## Text extract
########
Randall, O'Sullivan's essay is a strawman built on a number of false premises. First, he divides the the issue into a Left versus Right battle. Second, he sets the Left up as intent on proving that President Bush could have prevented 9-11. Third, he attempts character assassination by ascribing to the Left an unwillingness to blame Al Queda so they need to blame President Bush for the 9-11 Attacks. Fourth, he like you, is faulty of improper analytic framework in comparing the known threat of Osama when President Bush took office and assuming that the same knowledge was available to President Clinton over the 8 years of his term. Fifth, impugning President Clinton's character by stating that he wanted President Bush to do the dirty work against Al Queda that he didn't want to do, which of course ignores the time issue I referenced in point 4. Overall, his analysis is a very stark partisan defense and is logically faulty. Frankly, I'm surprised that you find resonance with his views considering the body of work you've published on your blog.
The point of the commission is factfinding. Everyone knows that Al Queda committed this act of war. What we as a nation want to know is how well our gov't acted on our behalf in trying to protect us. No one, except the fanatical Left, blames President Bush nor, short of rounding up the conspirators, thinks that it could have been prevented and that there was derilication of duty on the President's part. What does O'Sullivan believe that Clinton could have done in the last 100 days of his lame-duck Presidency after the attack on the USS Cole? To accept the public mindset post 9-11 and apply it to a willingness to invade Afghanistan pre 9-11 as a means of response for the 17 deaths of USS Cole bombing is insane. What President starts a war with only a 100 days left in his Administration?
Rather than aiding in finding how the gov't fell short and thus improving our abilities in the future this Administration has been stonewalling this commission. When the President's approval ratings were through the roof immediately after the attacks he could have instituted a commission to find out what went wrong and vowing to improve our defenses. He could have led a national healing. This doesn't mean that such a commission needs to blame the US for the attacks. Not at all. The blame for the attack falls squarely on Al Queda.
Simply, the President has been focused on the wrong threat. He doesn't want to acknowledge this strategic error and instead commentators are blaming President Clinton. NSC Director Rice was scheduled to give a speech on Sept 11, 2001 that dealt primarily with missile defense. The Administation's focus on missile defense relegated non-state terrorism to the back of the threat assessment. This doesn't mean that the Bush Administration was to blame for 9-11. Those are two different points and for O'Sullivan to conflate the two is disingenuous but considering the audience he serves it's understandable that he offers a partisan attack to be lapped up. As I've pointed out there are already sufficient grounds to fault President Clinton for dereliction of duty on counter-terrorism grounds but they then also apply to President Bush, but here the 8 years to 8 months argument actually benefits President Bush.
The reason I pointed to the Den Beste essay is because I don't think Kerry is going to cut and run from Iraq. From the same strain of argument, I don't think that absent 9-11 that President Bush would have invaded Afghanistan, and I have my doubts that Iraq could have been engineered. It was President Bush who campaigned against foreign adventures and nation building. Similarly, I'm fairly certain that if we had President Gore in the White House that Afghanistan would have been invaded. Also, the June 30th deadline to return sovereignty to Iraq is laden with pitfalls. I'm disappointed that this is a policy designed for US domestic consumption and works to the long-term detriment of US interests. The last thing we need is a failed Iraqi state after expending all of our blood and treasure for a long-game geopolicial gambit.
########
## Data listing

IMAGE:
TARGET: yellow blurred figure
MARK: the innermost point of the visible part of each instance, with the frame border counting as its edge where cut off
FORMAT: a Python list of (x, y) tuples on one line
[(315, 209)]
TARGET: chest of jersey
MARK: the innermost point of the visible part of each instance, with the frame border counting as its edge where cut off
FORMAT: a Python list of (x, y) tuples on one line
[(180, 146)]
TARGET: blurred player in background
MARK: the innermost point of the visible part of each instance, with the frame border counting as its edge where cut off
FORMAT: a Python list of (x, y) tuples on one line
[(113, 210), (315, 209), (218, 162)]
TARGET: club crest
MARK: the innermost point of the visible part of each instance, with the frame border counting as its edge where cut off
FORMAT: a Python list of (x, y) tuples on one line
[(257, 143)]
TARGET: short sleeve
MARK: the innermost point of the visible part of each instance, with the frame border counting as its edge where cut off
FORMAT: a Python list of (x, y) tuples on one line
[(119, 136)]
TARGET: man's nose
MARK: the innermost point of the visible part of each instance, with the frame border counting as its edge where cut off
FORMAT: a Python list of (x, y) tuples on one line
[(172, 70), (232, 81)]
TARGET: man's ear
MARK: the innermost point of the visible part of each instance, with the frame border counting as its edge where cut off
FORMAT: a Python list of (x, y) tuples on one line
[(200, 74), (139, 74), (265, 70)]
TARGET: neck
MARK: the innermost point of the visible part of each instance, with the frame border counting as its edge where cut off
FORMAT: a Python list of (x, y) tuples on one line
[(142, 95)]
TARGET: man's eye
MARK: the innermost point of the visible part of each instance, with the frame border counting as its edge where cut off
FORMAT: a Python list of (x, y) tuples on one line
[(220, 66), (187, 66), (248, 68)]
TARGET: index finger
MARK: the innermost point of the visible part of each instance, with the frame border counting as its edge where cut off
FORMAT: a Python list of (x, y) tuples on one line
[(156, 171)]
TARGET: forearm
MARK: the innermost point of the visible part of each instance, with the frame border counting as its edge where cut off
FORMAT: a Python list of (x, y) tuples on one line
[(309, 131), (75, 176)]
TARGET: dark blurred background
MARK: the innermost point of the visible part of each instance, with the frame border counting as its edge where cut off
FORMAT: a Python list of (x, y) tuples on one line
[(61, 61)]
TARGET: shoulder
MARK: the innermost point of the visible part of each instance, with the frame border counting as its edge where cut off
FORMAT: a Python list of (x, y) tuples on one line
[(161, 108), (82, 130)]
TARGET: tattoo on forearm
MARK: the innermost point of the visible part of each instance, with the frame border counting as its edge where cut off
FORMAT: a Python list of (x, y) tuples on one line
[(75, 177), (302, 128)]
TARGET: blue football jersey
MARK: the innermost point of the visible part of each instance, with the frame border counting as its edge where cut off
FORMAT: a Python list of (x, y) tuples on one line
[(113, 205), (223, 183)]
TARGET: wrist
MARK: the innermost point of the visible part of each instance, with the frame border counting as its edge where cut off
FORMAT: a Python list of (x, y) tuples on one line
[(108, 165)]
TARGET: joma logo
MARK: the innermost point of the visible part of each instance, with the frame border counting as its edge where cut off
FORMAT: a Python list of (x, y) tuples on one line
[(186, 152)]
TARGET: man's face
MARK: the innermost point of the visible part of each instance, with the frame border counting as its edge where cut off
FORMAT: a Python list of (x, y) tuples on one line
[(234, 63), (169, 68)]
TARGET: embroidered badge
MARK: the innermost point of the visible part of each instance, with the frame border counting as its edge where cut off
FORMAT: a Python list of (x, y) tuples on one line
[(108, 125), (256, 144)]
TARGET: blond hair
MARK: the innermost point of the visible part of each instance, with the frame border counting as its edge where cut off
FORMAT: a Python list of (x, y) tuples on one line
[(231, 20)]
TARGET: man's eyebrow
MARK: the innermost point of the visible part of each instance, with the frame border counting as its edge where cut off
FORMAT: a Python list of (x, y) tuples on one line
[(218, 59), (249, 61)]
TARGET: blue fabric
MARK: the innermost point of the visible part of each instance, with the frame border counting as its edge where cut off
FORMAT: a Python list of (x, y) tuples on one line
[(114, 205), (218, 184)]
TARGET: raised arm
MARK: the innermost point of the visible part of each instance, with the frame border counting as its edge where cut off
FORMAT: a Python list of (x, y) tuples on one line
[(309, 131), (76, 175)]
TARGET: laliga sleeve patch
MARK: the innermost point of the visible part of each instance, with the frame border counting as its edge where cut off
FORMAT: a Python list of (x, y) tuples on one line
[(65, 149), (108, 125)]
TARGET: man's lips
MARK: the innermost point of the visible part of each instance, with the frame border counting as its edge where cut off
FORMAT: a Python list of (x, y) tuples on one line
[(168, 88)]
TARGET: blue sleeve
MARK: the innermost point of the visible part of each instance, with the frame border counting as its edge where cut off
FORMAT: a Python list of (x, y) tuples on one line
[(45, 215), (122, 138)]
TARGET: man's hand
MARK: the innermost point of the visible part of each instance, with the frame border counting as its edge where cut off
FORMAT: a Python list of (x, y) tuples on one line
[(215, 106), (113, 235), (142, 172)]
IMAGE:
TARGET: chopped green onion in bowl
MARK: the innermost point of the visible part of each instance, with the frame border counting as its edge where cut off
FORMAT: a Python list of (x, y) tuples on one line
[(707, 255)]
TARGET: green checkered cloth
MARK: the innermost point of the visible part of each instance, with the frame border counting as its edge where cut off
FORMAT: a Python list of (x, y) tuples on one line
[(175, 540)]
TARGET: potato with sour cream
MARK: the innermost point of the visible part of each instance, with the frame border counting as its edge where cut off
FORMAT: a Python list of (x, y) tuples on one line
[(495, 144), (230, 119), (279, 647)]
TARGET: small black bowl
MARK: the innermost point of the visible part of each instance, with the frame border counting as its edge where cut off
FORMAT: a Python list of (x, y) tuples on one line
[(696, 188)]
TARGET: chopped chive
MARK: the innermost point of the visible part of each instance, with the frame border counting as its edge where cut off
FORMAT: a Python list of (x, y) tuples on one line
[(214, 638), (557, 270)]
########
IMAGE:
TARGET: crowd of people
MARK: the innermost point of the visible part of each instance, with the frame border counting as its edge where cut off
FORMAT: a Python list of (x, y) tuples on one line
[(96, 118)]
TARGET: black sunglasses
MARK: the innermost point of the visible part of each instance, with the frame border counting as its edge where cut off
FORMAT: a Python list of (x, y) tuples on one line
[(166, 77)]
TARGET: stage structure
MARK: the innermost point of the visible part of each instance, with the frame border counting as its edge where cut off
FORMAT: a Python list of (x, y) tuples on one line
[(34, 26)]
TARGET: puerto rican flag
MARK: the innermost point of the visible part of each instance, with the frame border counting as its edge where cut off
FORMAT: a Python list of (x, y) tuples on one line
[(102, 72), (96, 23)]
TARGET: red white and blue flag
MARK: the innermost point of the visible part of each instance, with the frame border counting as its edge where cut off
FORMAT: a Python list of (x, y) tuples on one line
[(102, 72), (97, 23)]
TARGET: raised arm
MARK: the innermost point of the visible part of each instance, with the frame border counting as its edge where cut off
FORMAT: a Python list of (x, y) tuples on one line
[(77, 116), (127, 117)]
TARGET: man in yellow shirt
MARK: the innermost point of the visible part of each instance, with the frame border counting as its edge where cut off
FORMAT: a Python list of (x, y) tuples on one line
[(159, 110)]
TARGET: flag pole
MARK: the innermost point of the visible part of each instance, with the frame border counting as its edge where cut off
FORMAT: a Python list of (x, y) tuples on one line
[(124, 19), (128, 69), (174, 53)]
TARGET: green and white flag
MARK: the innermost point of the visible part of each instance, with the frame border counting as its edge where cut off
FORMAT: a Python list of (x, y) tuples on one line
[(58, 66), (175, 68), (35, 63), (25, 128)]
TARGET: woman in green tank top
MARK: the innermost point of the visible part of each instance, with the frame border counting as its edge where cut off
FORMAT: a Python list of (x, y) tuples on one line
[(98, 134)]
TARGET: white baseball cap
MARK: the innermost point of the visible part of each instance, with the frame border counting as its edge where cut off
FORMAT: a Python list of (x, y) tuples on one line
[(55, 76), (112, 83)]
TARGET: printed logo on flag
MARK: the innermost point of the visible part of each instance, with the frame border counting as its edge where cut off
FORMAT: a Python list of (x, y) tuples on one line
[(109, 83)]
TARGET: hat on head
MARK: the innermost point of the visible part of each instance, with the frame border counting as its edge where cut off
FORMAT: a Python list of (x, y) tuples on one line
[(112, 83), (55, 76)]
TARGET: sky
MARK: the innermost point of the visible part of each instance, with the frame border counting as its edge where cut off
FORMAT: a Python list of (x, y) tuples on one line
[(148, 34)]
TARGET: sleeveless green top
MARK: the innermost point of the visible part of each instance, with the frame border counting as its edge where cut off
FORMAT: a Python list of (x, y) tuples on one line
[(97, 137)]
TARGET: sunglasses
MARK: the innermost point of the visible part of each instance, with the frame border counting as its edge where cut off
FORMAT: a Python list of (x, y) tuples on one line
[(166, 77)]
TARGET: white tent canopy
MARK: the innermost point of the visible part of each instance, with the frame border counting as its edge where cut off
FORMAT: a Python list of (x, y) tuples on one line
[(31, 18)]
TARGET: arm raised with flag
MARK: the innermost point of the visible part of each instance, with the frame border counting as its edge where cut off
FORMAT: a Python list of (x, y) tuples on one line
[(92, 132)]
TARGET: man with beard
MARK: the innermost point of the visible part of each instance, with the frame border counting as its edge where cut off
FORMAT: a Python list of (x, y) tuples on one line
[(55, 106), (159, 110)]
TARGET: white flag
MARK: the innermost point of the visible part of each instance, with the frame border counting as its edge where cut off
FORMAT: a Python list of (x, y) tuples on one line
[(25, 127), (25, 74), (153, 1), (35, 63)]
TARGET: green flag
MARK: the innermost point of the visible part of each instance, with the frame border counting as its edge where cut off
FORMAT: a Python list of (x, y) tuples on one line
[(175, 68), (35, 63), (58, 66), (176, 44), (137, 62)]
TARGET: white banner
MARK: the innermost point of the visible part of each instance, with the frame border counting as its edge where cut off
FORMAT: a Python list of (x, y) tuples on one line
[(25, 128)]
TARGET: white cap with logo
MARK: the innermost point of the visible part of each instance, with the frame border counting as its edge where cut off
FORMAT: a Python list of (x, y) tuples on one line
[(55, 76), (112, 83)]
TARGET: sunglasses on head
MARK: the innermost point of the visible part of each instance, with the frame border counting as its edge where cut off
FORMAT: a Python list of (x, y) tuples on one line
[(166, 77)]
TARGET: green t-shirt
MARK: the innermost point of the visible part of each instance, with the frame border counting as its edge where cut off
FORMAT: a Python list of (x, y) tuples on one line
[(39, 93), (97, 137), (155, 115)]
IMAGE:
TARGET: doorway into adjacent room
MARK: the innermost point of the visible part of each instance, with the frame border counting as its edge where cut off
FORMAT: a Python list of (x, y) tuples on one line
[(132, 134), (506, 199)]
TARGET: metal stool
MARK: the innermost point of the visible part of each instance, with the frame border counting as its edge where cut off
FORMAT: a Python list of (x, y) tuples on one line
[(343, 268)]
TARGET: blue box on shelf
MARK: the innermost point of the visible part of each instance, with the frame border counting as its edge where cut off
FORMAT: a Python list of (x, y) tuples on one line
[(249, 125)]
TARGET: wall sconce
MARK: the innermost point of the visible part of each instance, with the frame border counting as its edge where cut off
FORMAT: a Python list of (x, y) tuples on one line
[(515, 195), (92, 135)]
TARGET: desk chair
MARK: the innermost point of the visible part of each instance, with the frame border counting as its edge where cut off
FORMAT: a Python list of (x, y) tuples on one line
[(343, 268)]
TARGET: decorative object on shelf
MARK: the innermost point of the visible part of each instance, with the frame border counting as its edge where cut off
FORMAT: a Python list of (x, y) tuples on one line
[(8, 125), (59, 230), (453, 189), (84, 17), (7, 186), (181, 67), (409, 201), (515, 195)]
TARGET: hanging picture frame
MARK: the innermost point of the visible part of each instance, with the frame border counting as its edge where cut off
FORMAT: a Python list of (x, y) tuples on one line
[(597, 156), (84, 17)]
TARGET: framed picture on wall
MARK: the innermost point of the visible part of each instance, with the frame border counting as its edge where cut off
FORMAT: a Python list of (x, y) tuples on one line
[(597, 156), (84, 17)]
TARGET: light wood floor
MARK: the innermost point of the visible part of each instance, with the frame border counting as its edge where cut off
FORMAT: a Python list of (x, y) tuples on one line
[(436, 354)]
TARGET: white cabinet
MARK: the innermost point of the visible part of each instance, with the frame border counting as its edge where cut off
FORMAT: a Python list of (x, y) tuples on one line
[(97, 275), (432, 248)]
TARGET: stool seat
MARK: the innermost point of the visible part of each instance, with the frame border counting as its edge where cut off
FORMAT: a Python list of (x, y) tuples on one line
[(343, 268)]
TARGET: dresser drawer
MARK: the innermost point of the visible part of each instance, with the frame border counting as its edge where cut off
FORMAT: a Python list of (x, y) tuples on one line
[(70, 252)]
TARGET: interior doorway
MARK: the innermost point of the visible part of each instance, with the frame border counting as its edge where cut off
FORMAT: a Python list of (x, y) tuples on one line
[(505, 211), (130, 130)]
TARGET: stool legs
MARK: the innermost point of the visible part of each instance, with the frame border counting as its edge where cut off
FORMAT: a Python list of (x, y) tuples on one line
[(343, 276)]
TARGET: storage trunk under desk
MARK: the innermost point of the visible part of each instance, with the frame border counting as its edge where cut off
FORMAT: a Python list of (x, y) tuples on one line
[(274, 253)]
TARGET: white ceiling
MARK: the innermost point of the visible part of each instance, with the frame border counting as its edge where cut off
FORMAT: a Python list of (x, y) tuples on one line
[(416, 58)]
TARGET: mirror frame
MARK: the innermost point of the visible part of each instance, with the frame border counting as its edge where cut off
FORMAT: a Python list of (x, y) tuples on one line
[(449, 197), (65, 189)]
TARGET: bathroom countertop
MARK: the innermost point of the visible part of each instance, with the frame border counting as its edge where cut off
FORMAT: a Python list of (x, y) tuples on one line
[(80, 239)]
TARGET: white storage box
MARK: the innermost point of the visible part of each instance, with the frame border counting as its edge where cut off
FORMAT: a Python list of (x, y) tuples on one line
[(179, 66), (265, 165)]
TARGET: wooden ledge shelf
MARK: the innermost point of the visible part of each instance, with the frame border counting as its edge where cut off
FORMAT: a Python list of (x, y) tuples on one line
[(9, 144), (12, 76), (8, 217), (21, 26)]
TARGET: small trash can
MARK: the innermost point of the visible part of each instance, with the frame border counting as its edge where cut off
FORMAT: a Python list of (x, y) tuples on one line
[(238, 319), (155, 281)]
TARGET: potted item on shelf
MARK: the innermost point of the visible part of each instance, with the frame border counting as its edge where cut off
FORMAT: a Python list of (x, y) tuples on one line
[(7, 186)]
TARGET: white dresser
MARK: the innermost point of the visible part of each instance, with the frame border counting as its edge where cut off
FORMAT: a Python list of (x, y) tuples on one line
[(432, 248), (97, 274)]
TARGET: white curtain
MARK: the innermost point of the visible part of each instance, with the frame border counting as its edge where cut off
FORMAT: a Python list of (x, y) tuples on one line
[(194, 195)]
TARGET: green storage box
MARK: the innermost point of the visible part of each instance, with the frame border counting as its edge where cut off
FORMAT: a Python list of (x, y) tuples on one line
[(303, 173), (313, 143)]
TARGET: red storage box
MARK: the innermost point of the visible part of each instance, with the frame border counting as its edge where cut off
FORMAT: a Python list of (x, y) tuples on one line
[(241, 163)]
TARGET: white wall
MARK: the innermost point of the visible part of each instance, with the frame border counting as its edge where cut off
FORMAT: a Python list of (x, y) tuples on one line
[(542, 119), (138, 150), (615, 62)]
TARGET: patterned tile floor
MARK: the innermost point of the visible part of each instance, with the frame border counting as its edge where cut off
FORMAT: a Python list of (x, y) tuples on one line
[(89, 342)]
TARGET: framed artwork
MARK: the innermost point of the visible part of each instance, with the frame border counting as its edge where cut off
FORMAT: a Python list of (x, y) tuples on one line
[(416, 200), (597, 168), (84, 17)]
########
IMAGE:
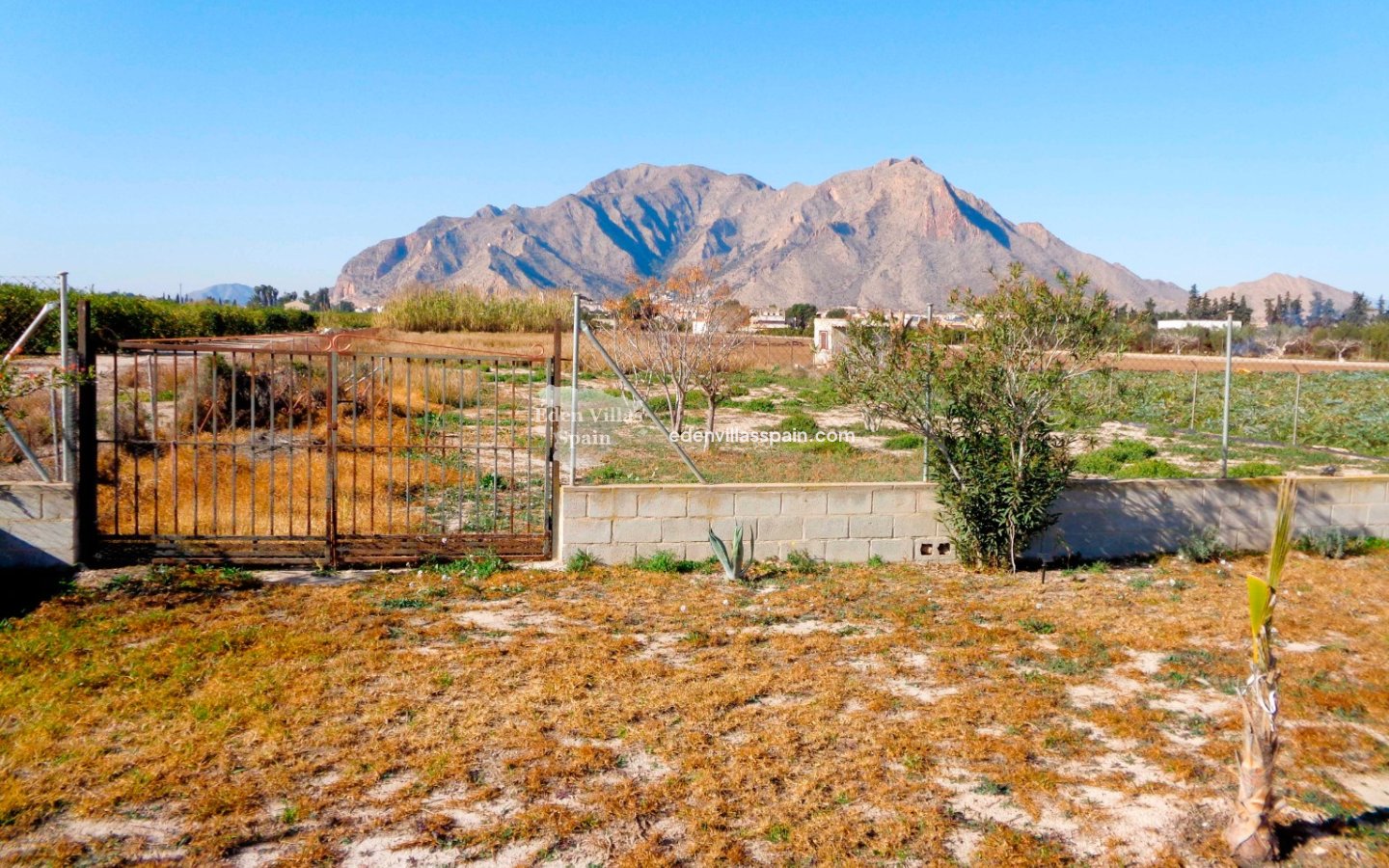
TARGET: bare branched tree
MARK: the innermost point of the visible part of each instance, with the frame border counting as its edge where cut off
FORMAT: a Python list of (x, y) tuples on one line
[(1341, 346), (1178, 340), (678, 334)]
########
## List of tasks
1: Reproduce everything in the comment on O'Sullivan's essay from "Rather than aiding" down to "on Al Queda.".
2: In the comment on O'Sullivan's essay, what was the main subject of the speech NSC Director Rice was scheduled to give on Sept 11, 2001?
The entries were taken from a different source than the text.

## Solutions to the problems
1:
Rather than aiding in finding how the gov't fell short and thus improving our abilities in the future this Administration has been stonewalling this commission. When the President's approval ratings were through the roof immediately after the attacks he could have instituted a commission to find out what went wrong and vowing to improve our defenses. He could have led a national healing. This doesn't mean that such a commission needs to blame the US for the attacks. Not at all. The blame for the attack falls squarely on Al Queda.

2: Missile defense.